Write out the records verbatim, from the line containing "Objective: for every instance of the horse hoof, indicate" through the end of the records, both ends included. Omit the pictures from your copy.
-- -- --
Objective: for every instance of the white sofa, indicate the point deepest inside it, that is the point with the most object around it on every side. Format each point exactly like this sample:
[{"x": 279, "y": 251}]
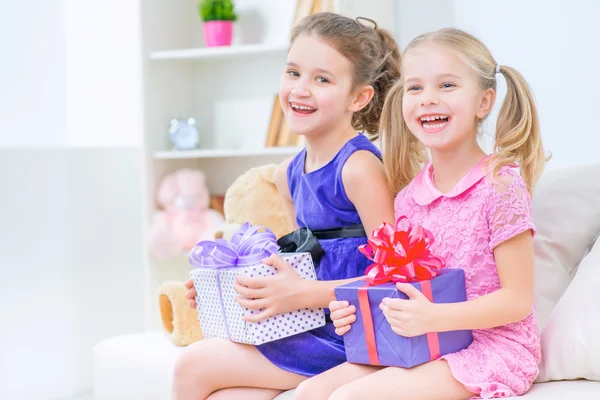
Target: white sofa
[{"x": 567, "y": 215}]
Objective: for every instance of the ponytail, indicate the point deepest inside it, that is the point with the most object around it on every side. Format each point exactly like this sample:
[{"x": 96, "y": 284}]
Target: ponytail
[
  {"x": 518, "y": 137},
  {"x": 403, "y": 153},
  {"x": 387, "y": 73}
]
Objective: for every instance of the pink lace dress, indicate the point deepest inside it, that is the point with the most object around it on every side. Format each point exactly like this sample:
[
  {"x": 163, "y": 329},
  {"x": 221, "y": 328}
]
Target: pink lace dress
[{"x": 468, "y": 222}]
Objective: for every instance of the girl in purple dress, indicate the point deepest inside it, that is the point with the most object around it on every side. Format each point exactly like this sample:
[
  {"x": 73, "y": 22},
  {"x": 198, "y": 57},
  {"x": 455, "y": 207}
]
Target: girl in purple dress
[{"x": 338, "y": 73}]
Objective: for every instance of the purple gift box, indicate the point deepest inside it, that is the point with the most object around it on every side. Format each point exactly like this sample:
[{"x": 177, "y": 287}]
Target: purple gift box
[{"x": 372, "y": 340}]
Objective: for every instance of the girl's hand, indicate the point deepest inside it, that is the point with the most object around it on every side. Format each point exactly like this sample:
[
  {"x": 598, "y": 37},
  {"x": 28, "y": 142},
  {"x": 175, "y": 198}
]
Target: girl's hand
[
  {"x": 342, "y": 315},
  {"x": 412, "y": 317},
  {"x": 191, "y": 294},
  {"x": 281, "y": 292}
]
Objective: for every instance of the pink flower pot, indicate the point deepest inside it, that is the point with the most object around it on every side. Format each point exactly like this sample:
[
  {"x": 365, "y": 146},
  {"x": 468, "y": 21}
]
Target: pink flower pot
[{"x": 218, "y": 33}]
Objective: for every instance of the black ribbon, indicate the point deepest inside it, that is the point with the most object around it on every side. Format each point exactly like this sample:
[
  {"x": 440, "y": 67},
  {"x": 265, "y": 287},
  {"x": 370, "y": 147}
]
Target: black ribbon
[{"x": 304, "y": 240}]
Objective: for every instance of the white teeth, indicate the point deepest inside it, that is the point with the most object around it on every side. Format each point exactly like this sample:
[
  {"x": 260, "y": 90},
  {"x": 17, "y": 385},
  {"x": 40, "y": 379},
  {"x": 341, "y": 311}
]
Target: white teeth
[
  {"x": 295, "y": 107},
  {"x": 433, "y": 118}
]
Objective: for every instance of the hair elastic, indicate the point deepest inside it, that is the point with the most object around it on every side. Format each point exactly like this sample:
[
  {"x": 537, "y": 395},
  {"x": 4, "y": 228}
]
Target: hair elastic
[{"x": 358, "y": 19}]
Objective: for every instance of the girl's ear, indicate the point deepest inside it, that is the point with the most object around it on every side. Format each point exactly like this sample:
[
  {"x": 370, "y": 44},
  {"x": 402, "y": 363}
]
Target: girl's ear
[
  {"x": 361, "y": 98},
  {"x": 487, "y": 103}
]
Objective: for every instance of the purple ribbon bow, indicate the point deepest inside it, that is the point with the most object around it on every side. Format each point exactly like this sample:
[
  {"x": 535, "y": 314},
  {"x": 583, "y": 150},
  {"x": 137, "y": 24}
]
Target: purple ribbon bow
[{"x": 247, "y": 247}]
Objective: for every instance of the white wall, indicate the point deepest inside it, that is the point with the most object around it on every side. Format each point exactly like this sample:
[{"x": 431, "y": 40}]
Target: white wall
[
  {"x": 71, "y": 173},
  {"x": 551, "y": 42}
]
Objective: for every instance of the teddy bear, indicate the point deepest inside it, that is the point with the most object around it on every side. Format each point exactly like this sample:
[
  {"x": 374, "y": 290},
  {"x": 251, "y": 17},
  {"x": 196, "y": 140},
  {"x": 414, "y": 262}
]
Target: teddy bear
[
  {"x": 253, "y": 198},
  {"x": 184, "y": 216}
]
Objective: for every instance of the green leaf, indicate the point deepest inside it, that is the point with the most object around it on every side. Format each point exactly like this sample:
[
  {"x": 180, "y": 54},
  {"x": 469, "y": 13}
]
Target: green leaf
[{"x": 217, "y": 10}]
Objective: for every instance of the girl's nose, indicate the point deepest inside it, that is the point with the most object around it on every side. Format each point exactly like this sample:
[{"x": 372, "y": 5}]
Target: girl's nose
[
  {"x": 301, "y": 89},
  {"x": 430, "y": 98}
]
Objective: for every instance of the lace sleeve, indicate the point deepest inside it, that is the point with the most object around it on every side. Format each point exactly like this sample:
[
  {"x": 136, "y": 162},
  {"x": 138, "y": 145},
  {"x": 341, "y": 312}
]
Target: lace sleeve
[{"x": 509, "y": 209}]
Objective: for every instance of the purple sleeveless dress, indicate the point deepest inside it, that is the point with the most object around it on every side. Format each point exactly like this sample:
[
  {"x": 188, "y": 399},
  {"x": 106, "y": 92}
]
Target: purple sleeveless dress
[{"x": 320, "y": 203}]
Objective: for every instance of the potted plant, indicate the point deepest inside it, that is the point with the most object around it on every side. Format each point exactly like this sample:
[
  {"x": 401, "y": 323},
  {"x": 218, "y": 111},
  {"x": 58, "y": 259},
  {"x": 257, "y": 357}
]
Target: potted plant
[{"x": 218, "y": 17}]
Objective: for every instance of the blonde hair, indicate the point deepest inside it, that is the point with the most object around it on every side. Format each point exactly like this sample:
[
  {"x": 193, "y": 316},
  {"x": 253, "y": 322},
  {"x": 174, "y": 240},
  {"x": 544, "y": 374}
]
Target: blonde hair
[
  {"x": 517, "y": 138},
  {"x": 372, "y": 51}
]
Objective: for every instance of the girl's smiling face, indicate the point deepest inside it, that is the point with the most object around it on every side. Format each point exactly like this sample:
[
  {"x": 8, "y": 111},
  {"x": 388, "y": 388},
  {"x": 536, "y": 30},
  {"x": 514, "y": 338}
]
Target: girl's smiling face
[
  {"x": 442, "y": 103},
  {"x": 315, "y": 90}
]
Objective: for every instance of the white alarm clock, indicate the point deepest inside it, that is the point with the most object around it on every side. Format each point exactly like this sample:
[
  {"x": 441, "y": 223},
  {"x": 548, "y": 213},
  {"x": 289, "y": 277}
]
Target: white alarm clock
[{"x": 184, "y": 134}]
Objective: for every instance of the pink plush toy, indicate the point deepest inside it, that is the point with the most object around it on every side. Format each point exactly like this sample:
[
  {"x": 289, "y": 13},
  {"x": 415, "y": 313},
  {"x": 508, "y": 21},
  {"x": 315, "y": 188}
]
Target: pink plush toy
[{"x": 185, "y": 217}]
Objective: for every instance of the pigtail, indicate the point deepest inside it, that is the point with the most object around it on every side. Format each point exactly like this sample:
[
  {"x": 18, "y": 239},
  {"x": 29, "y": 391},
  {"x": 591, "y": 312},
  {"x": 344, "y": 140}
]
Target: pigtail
[
  {"x": 403, "y": 154},
  {"x": 518, "y": 137},
  {"x": 387, "y": 72}
]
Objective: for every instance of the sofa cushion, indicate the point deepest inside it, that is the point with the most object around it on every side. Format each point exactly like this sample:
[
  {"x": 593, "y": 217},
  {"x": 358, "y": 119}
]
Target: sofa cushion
[
  {"x": 566, "y": 211},
  {"x": 570, "y": 341},
  {"x": 580, "y": 390}
]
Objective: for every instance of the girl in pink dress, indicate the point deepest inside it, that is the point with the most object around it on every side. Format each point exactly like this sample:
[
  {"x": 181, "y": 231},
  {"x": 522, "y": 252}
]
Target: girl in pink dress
[{"x": 478, "y": 208}]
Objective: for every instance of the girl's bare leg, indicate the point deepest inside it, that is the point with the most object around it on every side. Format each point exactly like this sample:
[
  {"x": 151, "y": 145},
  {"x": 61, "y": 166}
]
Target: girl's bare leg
[
  {"x": 431, "y": 381},
  {"x": 213, "y": 364},
  {"x": 323, "y": 385},
  {"x": 244, "y": 393}
]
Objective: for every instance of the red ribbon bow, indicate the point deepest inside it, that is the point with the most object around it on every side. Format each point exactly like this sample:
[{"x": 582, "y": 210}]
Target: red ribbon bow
[{"x": 400, "y": 254}]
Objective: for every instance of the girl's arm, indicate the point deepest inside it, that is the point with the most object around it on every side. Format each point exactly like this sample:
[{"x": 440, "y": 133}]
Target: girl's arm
[
  {"x": 511, "y": 240},
  {"x": 280, "y": 178},
  {"x": 367, "y": 188},
  {"x": 512, "y": 303}
]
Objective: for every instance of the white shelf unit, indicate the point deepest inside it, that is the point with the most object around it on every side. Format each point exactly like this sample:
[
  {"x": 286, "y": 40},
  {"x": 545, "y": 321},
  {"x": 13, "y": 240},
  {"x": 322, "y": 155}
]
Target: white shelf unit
[
  {"x": 228, "y": 90},
  {"x": 202, "y": 53},
  {"x": 225, "y": 153}
]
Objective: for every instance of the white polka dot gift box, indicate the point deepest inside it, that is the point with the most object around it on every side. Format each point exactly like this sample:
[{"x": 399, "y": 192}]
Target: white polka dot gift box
[{"x": 216, "y": 266}]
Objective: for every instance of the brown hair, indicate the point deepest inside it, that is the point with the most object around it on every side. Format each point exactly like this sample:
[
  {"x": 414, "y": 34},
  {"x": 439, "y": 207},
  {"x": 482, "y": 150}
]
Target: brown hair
[
  {"x": 372, "y": 51},
  {"x": 517, "y": 138}
]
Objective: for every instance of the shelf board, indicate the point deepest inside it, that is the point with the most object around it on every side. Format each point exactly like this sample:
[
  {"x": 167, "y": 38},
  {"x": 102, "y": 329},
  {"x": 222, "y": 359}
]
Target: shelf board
[
  {"x": 207, "y": 53},
  {"x": 225, "y": 153}
]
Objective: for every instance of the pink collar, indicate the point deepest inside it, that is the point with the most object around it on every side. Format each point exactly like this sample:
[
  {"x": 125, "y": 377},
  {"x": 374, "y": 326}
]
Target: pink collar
[{"x": 425, "y": 192}]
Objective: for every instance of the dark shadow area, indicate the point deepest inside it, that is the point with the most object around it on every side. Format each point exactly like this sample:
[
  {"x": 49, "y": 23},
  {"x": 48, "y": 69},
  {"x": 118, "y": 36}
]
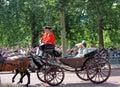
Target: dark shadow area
[{"x": 78, "y": 85}]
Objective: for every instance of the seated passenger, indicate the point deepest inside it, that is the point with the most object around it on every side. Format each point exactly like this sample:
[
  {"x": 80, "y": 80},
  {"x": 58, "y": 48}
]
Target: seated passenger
[{"x": 82, "y": 50}]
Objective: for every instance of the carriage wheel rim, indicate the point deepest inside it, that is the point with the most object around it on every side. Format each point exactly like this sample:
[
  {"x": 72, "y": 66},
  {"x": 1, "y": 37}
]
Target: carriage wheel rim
[{"x": 100, "y": 74}]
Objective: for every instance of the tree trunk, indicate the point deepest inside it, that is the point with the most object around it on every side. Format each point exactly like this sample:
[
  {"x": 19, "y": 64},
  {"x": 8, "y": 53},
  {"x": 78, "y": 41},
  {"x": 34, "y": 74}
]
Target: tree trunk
[
  {"x": 63, "y": 33},
  {"x": 100, "y": 33},
  {"x": 35, "y": 32}
]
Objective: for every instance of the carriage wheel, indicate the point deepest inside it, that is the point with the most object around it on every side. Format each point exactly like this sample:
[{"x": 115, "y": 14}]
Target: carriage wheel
[
  {"x": 98, "y": 70},
  {"x": 82, "y": 74},
  {"x": 54, "y": 75},
  {"x": 41, "y": 72}
]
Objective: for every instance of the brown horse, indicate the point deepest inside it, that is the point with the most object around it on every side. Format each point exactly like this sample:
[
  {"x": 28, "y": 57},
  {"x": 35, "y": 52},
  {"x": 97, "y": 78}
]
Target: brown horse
[{"x": 19, "y": 64}]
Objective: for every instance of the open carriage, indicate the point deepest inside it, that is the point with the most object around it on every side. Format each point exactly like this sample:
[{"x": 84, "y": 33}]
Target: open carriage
[{"x": 90, "y": 68}]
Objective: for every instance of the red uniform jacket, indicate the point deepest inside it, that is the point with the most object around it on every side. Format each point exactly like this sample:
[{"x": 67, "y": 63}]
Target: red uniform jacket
[{"x": 48, "y": 38}]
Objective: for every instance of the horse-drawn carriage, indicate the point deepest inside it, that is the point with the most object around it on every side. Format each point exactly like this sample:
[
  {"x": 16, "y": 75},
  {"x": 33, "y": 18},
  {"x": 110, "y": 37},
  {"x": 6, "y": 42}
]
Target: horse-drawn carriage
[
  {"x": 90, "y": 68},
  {"x": 52, "y": 69}
]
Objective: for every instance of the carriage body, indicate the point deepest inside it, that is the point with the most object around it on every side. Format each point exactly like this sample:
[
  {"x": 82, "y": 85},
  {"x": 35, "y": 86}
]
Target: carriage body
[{"x": 90, "y": 68}]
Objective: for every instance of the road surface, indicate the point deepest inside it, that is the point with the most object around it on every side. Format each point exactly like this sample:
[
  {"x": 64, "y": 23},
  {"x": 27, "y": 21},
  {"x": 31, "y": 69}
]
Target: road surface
[{"x": 70, "y": 80}]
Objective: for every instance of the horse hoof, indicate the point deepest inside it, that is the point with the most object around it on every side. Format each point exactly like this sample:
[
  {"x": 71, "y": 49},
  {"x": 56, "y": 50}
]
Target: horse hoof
[
  {"x": 26, "y": 84},
  {"x": 13, "y": 81}
]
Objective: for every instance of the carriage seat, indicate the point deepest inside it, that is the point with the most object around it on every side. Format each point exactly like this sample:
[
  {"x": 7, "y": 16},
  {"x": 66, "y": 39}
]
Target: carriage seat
[
  {"x": 49, "y": 48},
  {"x": 91, "y": 53}
]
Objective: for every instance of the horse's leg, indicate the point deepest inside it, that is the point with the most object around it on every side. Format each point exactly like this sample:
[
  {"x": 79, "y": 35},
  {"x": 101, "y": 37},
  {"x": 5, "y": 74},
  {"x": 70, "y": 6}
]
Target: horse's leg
[
  {"x": 16, "y": 72},
  {"x": 21, "y": 73},
  {"x": 28, "y": 75}
]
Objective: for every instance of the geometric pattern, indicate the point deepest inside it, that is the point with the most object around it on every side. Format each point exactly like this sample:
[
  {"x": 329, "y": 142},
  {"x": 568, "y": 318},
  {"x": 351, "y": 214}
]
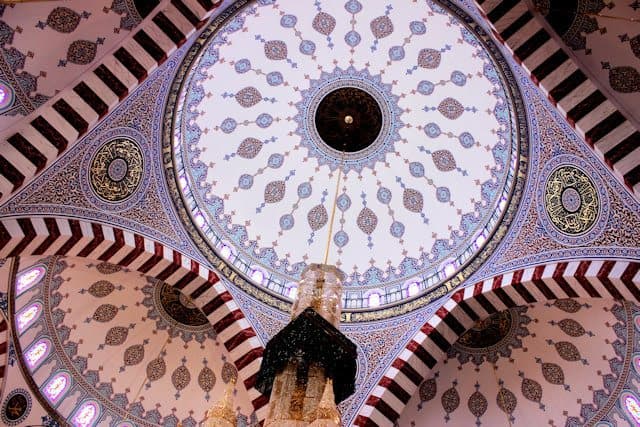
-- -- --
Response for this exercise>
Objective: for every instance of the horse hoof, indicate the point deepest inside it, that is the point with the most object around it on every side. Format each point exactly like this sample:
[
  {"x": 71, "y": 49},
  {"x": 56, "y": 50}
]
Target: horse hoof
[
  {"x": 26, "y": 84},
  {"x": 13, "y": 81}
]
Objective: for every instance of the carriage seat, indicate the point deepest inside it, that is the point with the most object around it on every side. Format each point exactly like this sample:
[
  {"x": 7, "y": 16},
  {"x": 66, "y": 39}
]
Target: carriage seat
[
  {"x": 49, "y": 48},
  {"x": 91, "y": 53}
]
Objective: for every instance of the horse's leg, indicate the point deepest inside it, that is the point with the most object around it on every side. Format each point exactly like this sample:
[
  {"x": 79, "y": 35},
  {"x": 101, "y": 37},
  {"x": 5, "y": 74},
  {"x": 70, "y": 6}
]
Target: horse's leg
[
  {"x": 16, "y": 72},
  {"x": 21, "y": 73},
  {"x": 28, "y": 75}
]
Objective: for every instance of the geometric pattern, indicate the point deepest inside it, that is the point with the most object around it on every side. Format each point exactly like this sample:
[
  {"x": 329, "y": 142},
  {"x": 568, "y": 318},
  {"x": 351, "y": 214}
]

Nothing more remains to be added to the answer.